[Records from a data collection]

========

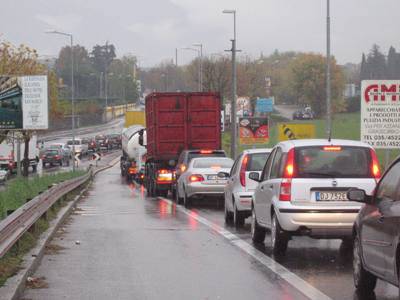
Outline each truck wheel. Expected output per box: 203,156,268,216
271,214,289,256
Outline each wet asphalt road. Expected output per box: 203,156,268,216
22,165,398,300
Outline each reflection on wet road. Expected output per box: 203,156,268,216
22,165,398,300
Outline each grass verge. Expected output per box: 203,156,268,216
0,170,86,220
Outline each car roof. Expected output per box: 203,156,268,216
276,139,374,151
242,148,272,154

========

Please transcribe exactly the line containing "Outline each grass" and every line after it through the end of the records, and nothing else.

Outline each grass verge. Expected output per box: 203,156,268,216
0,170,86,220
Outline each car roof. Expected output per box: 203,156,268,216
276,139,374,151
242,148,272,154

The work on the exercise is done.